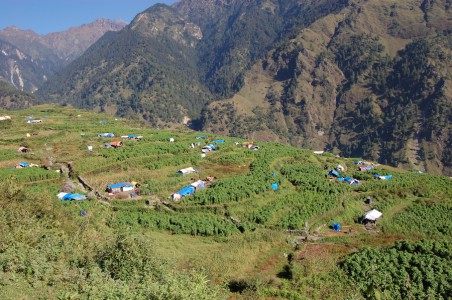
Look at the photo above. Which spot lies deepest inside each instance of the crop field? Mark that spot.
(261, 228)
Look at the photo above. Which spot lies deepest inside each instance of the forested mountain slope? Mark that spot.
(363, 78)
(47, 53)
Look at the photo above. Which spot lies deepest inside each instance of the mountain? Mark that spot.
(49, 53)
(12, 98)
(248, 224)
(361, 78)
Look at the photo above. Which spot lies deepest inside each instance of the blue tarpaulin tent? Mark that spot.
(385, 177)
(119, 185)
(73, 197)
(106, 134)
(336, 227)
(334, 173)
(188, 190)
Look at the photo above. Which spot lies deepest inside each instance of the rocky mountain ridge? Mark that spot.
(360, 78)
(43, 55)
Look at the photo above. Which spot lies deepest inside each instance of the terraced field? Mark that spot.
(238, 237)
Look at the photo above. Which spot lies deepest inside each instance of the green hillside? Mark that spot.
(12, 98)
(357, 78)
(236, 238)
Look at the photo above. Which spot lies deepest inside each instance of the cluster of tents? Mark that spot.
(189, 190)
(365, 165)
(70, 196)
(349, 180)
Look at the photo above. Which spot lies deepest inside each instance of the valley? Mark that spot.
(260, 228)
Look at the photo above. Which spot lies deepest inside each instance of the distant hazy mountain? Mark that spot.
(43, 55)
(12, 98)
(360, 78)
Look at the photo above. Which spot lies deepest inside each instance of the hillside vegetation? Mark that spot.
(237, 238)
(359, 78)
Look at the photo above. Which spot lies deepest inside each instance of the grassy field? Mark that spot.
(236, 239)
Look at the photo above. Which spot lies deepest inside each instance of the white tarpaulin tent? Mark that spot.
(372, 215)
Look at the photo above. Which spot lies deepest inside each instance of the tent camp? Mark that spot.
(69, 196)
(187, 190)
(381, 177)
(21, 165)
(107, 134)
(372, 215)
(116, 144)
(199, 184)
(188, 170)
(23, 150)
(334, 173)
(120, 187)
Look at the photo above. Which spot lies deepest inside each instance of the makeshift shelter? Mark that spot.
(68, 187)
(248, 144)
(187, 190)
(382, 177)
(351, 180)
(116, 144)
(69, 196)
(188, 170)
(23, 150)
(334, 173)
(208, 148)
(21, 165)
(107, 134)
(336, 227)
(199, 184)
(120, 187)
(372, 215)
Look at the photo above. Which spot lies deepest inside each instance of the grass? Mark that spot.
(258, 259)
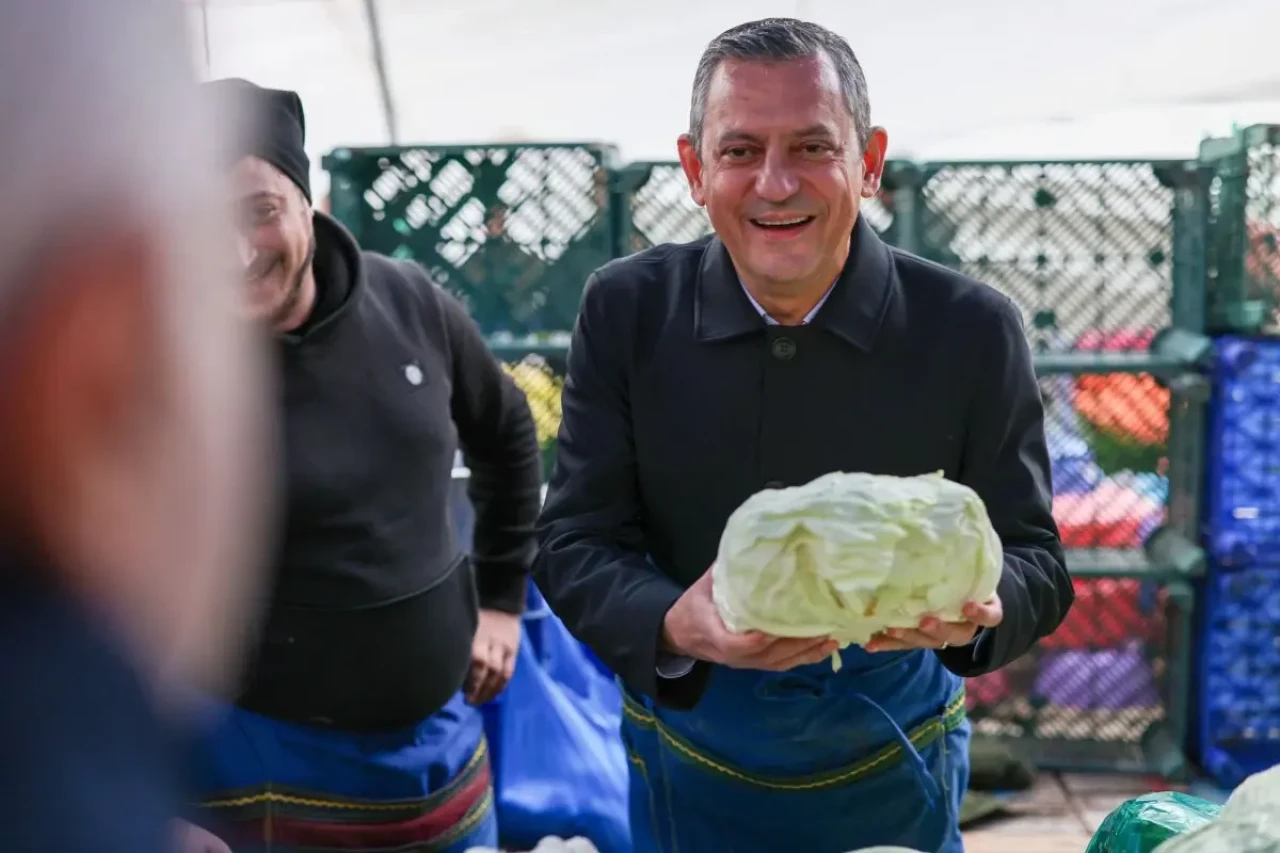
= = = = =
(To do)
Quote the entire listing above word for word, omitting the pictures.

(Reply to the exercise)
Look at the photo above. Which spot lies deepest inside each instance of the crop field? Mark that spot.
(261, 228)
Look at the photo above. Which spot lies deepest inside each instance of the forested mountain slope? Mark that spot.
(363, 78)
(47, 53)
Look at the photo above. Which spot lies deepest inside each instance of the mountain? Mark that spot.
(49, 53)
(12, 98)
(248, 224)
(361, 78)
Look at the photo above. Which spot lies deepest inside each instance of the blue tarpaulin tent? Mark that spot.
(385, 177)
(119, 185)
(73, 197)
(106, 134)
(336, 227)
(334, 173)
(188, 190)
Look at the photo above. Which spot lies deepest inside each instance of the rocky mountain ridge? Mark that spot.
(360, 78)
(43, 55)
Look at the photo above. Which spot lies deepest inside each instance of the terraced field? Mark that spot.
(238, 237)
Look at the photo above. Which spot lies deepest inside each instance of the green hillside? Mark that spot.
(12, 98)
(357, 78)
(236, 238)
Look at the photo above. Which spot lies deepest inside each instance of the cluster of tents? Mark that spot.
(189, 190)
(365, 165)
(70, 196)
(349, 180)
Look at the photo above. Which spot lies deepest inside each instance of the valley? Mark that spot.
(260, 228)
Look at the photo above. Which spot lies deepest inside each instance of the distant hazy mountain? Mark that spot.
(43, 55)
(12, 98)
(360, 78)
Look at the photo above. Which spot lies deepest inside each instance of the hillside vegetation? Mark that spot.
(237, 238)
(359, 78)
Look at the photo above. Which spot lies deepest inside each instance of the grassy field? Mark that spot.
(236, 239)
Look at the photo above. Which spot lies deepest inside each instance of the white tarpaulin tent? Mark that spot.
(372, 215)
Look at the photo above. Which spot lies deepest inside each instance of the tent camp? Mark that spot.
(69, 196)
(187, 190)
(381, 177)
(21, 165)
(107, 134)
(372, 215)
(116, 144)
(199, 184)
(188, 170)
(23, 150)
(334, 173)
(120, 187)
Look at the photo above. Which spot lies deepest inside each instance of the makeshift shelter? Mark that spot.
(68, 187)
(248, 144)
(187, 190)
(382, 177)
(351, 180)
(116, 144)
(69, 196)
(188, 170)
(23, 150)
(334, 173)
(208, 148)
(21, 165)
(107, 134)
(336, 227)
(199, 184)
(120, 187)
(372, 215)
Look at the photo above. Which spot lies deepest inside each instance of the grass? Mark that spot.
(258, 259)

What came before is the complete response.